**Document segment**
:::

# The last of 3 generations is sleeping soundly IN MY HOUSE!



## Romegacatlover (Feb 26, 2021)

Candy-cane recently looked at me, whimpered a pitiful mew and gave up the ghost last week. She was SUCH a sweetie - the ONLY time she came in the house was her last day. All her previous generations are gone in one way of the other. A tom cat from her last litter has been coming inside and eating in my kitchen and recently has started sleeping behind my organ for an hour or so, then going outside till supper-time where he’ll come in for a quick snack - then it’s back outside till the next morning and we do it all over again - he’s about 6 months old. I would assume he’s getting used to me as sometimes he’ll flop over and show me his belly; will let me gently pet him there.

Today, he’s been inside sleeping behind the organ for 5 hours! I’m trying to tip-toe around and not do anything noisy to let him rest so he knows he’s safe from the other toms outside that’ve been trying to usurp HIS territory since his momma passed. I’ve never seen a cat sleep this long - ‘ya think he’s okay and just needs a nice rest in a safe warm spot after surviving the night? I don’t dare leave him alone as he’s not housebroken, but will be getting some unscented clay litter for him Monday morning…. The next step will be attempting to introduce him to the litter box. Here’s Grayson:

Thanks for the read…. 😊


----------



## miscellaneous (May 24, 2021)

Sorry this response is so late, and I'm so terribly sorry for the loss of your Candy-cane. 

Grayson is adorable! How are you all doing now?


----------

:::

**Named object pointing lines**
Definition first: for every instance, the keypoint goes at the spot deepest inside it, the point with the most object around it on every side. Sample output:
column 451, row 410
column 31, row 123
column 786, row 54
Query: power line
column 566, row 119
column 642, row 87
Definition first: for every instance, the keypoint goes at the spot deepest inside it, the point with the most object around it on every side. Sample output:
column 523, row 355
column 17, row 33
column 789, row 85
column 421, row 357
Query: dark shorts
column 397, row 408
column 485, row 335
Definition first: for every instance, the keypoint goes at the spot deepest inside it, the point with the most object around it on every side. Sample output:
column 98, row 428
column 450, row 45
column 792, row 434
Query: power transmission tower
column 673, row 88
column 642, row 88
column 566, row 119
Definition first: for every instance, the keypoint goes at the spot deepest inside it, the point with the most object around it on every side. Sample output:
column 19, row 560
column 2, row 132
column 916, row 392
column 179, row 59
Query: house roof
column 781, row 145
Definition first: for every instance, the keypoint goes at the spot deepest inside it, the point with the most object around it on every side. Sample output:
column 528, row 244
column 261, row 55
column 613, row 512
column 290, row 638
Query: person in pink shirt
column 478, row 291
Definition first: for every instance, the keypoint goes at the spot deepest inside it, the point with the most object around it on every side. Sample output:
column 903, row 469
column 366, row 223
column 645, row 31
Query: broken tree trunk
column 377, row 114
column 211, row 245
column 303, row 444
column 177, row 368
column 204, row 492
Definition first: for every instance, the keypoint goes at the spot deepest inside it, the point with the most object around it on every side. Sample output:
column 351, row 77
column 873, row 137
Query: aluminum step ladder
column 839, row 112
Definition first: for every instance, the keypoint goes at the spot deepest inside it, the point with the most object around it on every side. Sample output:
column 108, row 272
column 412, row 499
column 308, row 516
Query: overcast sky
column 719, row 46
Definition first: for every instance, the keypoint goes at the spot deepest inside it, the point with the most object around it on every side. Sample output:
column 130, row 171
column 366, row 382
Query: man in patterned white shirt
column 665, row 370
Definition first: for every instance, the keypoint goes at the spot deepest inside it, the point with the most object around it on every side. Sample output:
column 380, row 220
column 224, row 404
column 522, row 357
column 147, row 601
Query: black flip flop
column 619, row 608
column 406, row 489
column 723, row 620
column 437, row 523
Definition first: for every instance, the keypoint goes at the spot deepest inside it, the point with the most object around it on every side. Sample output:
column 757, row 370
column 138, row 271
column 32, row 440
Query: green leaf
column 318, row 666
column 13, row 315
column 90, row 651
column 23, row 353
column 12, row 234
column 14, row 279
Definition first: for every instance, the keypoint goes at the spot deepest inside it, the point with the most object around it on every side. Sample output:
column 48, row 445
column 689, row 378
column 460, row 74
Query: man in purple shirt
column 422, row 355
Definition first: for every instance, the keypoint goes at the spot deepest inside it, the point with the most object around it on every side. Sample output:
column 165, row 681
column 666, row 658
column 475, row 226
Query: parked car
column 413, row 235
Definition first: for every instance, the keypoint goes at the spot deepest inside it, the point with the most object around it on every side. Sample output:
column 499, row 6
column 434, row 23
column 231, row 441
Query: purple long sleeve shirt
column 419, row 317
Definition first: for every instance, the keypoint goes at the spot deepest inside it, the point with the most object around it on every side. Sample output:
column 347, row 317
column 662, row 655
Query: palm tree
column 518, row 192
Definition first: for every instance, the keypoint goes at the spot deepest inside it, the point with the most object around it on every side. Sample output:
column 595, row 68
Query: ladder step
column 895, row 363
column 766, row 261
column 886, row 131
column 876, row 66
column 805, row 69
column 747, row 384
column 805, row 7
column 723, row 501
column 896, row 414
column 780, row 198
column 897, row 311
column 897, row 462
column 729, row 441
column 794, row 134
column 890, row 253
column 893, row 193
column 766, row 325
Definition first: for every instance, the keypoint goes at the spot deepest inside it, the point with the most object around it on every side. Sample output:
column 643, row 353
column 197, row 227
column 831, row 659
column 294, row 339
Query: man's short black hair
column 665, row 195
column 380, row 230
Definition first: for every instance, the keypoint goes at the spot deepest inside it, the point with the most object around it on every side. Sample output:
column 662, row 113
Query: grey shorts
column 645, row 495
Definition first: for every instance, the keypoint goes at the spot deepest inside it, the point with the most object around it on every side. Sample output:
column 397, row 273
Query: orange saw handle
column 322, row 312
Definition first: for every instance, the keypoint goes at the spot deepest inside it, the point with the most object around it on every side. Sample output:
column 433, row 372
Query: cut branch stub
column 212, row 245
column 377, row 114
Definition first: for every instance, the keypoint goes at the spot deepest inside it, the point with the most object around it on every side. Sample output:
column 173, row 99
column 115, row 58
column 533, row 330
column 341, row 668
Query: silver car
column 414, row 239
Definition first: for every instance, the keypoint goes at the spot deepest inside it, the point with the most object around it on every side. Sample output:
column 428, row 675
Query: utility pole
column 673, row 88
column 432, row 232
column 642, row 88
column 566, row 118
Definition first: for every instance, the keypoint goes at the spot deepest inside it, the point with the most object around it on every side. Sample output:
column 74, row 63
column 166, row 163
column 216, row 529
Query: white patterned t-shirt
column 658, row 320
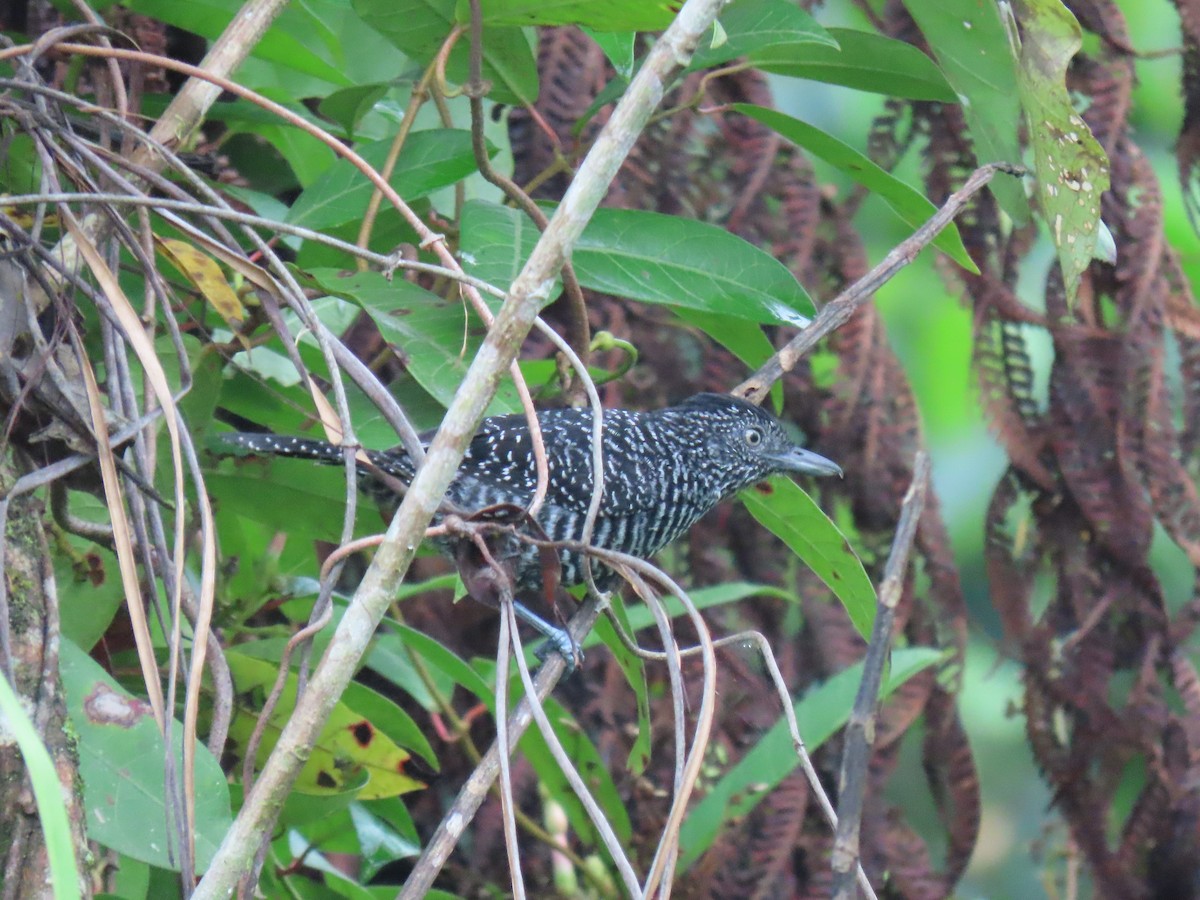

:::

**Aim of the exercise**
Please answer these questions about the cat forum thread, one per line:
(a) About how old is the tom cat, according to the first post?
(b) What kind of litter will be bought for him on Monday morning?
(c) On what date was the reply from miscellaneous posted?

**Answer to this task**
(a) About 6 months old.
(b) Unscented clay litter.
(c) May 24, 2021.